* [WHAT IS NEEDED]
Can you copy out every line of the entries below word for word, leaving out the pictures?

━━━━━━━━━━━━━━━━━━━━━━━━━━━━━━

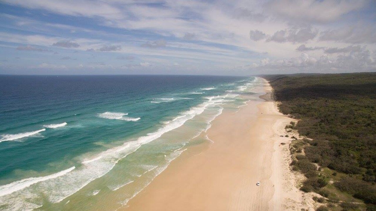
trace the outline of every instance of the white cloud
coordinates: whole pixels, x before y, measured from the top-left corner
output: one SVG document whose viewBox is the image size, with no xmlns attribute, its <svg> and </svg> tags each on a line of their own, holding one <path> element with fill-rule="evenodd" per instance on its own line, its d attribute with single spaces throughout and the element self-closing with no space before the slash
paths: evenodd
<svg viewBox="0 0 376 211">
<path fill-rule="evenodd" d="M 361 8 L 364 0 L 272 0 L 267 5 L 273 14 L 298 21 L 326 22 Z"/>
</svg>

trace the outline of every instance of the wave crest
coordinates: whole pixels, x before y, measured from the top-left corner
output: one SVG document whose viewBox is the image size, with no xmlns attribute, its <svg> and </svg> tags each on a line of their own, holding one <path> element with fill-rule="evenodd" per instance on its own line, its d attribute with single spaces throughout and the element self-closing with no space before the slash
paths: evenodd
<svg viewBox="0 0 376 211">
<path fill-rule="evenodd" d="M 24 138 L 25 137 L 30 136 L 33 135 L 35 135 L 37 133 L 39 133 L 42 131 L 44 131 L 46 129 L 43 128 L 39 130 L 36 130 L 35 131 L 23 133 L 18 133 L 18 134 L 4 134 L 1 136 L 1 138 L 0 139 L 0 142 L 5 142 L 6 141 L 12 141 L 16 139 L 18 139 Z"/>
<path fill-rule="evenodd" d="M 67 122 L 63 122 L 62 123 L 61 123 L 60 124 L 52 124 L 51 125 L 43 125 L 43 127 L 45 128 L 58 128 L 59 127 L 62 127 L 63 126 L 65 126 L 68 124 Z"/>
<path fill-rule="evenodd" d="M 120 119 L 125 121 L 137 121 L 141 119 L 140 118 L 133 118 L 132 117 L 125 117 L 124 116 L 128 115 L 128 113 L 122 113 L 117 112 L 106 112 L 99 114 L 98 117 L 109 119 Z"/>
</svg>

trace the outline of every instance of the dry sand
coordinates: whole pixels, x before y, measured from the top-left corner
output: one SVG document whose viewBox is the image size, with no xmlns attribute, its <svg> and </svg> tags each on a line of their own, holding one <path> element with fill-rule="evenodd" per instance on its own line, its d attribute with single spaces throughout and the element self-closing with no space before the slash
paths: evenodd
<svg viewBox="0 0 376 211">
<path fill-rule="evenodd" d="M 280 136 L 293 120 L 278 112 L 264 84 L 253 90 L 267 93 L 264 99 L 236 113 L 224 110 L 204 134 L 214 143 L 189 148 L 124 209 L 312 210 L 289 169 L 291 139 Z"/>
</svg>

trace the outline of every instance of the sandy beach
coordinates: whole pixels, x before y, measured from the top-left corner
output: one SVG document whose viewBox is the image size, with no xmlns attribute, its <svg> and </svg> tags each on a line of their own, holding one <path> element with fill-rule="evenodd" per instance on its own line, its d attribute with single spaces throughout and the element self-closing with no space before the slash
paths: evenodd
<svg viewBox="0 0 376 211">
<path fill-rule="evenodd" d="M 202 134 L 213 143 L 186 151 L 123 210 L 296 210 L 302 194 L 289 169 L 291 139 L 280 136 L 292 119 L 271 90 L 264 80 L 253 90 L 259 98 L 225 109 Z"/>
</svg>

━━━━━━━━━━━━━━━━━━━━━━━━━━━━━━

* [WRITTEN RESPONSE]
trace the outline of every instance of the white cloud
coordinates: whole pixels, x before y, measured from the top-left corner
output: one SVG document whose viewBox is the image size, with no xmlns attribute, its <svg> and </svg> tags each on a line of their own, holding one <path> element with fill-rule="evenodd" per instance on its own line, its d attribute with single spaces throughout and the element self-closing with no space before the slash
paths: evenodd
<svg viewBox="0 0 376 211">
<path fill-rule="evenodd" d="M 361 8 L 364 0 L 272 0 L 267 5 L 273 14 L 298 21 L 326 22 Z"/>
</svg>

trace the outline of every instance of the wave crest
coordinates: whole pixels, x before y, measured from the top-left corner
output: one SVG document whose viewBox is the image size, with no xmlns attribute, its <svg> and </svg> tags each on a line of their own, holding one <path> element with fill-rule="evenodd" per instance on its own line, its d attribute with single spaces throughout and the element self-closing with no space before the slash
paths: evenodd
<svg viewBox="0 0 376 211">
<path fill-rule="evenodd" d="M 24 138 L 25 137 L 30 136 L 33 135 L 35 135 L 37 133 L 39 133 L 42 131 L 44 131 L 46 129 L 43 128 L 39 130 L 36 130 L 35 131 L 23 133 L 18 133 L 18 134 L 4 134 L 1 136 L 1 138 L 0 139 L 0 142 L 5 142 L 6 141 L 12 141 L 16 139 L 18 139 Z"/>
<path fill-rule="evenodd" d="M 67 122 L 63 122 L 62 123 L 61 123 L 60 124 L 52 124 L 51 125 L 43 125 L 43 127 L 45 128 L 58 128 L 59 127 L 62 127 L 63 126 L 65 126 L 68 124 Z"/>
<path fill-rule="evenodd" d="M 120 119 L 125 121 L 137 121 L 141 119 L 140 118 L 133 118 L 132 117 L 125 117 L 124 116 L 128 115 L 128 113 L 122 113 L 117 112 L 106 112 L 99 114 L 98 117 L 109 119 Z"/>
</svg>

trace the outline of every instance of the dry sand
coordinates: whole pixels, x before y, measured from the top-left corner
output: one SVG document whose viewBox is the image size, with no xmlns attribute, its <svg> and </svg> tags each on a line of their own, holding one <path> element with fill-rule="evenodd" per instance on its own line, its d attribute with single spaces throughout and the element self-closing with no space before the slash
paths: evenodd
<svg viewBox="0 0 376 211">
<path fill-rule="evenodd" d="M 280 136 L 293 120 L 278 112 L 264 84 L 253 90 L 267 93 L 264 99 L 236 113 L 224 110 L 204 134 L 214 143 L 189 148 L 124 209 L 312 210 L 289 169 L 291 139 Z"/>
</svg>

trace the outline of every instance of the sandy beach
coordinates: whole pixels, x before y, measured from the top-left corner
output: one SVG document whose viewBox is the image size, with no xmlns attribute, its <svg> and </svg> tags each on a line of their own, holding one <path> element with fill-rule="evenodd" per instance on its own line, its d attribute with single spaces throughout and the element self-closing with no space before the slash
paths: evenodd
<svg viewBox="0 0 376 211">
<path fill-rule="evenodd" d="M 202 134 L 213 143 L 186 151 L 123 210 L 296 210 L 302 194 L 289 169 L 291 139 L 280 136 L 292 119 L 271 90 L 264 80 L 253 90 L 259 98 L 225 109 Z"/>
</svg>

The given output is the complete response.